Written exercise:
Show each line of the records below that contains the word "rear".
::: Record excerpts
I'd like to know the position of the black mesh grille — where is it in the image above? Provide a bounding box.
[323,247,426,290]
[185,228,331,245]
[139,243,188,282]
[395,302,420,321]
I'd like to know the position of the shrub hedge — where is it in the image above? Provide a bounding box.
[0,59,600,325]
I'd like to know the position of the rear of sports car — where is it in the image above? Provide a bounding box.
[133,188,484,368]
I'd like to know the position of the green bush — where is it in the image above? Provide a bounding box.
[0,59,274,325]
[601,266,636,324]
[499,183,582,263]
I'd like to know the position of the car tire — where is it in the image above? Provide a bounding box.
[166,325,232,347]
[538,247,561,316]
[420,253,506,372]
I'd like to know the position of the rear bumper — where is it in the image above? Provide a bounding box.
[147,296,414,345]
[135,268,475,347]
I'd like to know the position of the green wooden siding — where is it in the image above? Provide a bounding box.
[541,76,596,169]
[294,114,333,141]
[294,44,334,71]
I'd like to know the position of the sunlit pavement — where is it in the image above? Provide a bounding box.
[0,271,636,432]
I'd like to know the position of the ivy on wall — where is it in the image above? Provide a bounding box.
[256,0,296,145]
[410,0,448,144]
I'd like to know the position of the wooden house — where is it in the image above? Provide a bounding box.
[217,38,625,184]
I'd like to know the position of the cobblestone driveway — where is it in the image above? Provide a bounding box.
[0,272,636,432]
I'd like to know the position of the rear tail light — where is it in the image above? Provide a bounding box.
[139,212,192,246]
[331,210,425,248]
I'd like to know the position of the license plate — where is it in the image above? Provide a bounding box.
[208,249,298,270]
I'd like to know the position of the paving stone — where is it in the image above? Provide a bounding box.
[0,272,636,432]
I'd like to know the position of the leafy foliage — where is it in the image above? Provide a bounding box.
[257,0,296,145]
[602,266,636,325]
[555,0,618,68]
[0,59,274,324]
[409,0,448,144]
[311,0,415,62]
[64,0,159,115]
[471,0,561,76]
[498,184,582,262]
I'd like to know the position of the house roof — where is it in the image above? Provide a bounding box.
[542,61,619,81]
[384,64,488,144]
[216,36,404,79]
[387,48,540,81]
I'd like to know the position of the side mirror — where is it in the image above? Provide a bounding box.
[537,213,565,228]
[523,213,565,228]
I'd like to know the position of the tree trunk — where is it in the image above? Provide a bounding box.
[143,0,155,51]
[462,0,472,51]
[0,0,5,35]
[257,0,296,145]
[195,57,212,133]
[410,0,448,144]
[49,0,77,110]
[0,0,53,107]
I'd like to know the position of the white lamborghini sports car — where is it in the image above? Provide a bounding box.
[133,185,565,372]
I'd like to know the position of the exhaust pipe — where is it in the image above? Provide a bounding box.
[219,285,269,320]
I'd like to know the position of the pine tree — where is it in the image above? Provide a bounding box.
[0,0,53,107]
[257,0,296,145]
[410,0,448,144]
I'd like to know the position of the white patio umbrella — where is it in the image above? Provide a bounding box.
::::::
Completed task:
I'd like to know the position of the rear of sports car — where is it in the image above? Provide a bounding box.
I'd like to know the position of the rear bumper — where is it in the image above? Provide a bounding box.
I'd like to know the position of the rear tail light — where is it in the image above? Provide a bounding box.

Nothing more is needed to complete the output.